*Task*. Change every "grass field" in the data below to "lawn", keeping every other part of the lines the same.

*Stored rows*.
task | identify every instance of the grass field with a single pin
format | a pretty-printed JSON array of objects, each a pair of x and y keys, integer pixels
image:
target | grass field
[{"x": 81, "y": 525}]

*Completed task*.
task | identify every instance of the lawn with a single pin
format | a pretty-printed JSON array of objects, each a pair of x and y keys, integer pixels
image:
target | lawn
[{"x": 81, "y": 525}]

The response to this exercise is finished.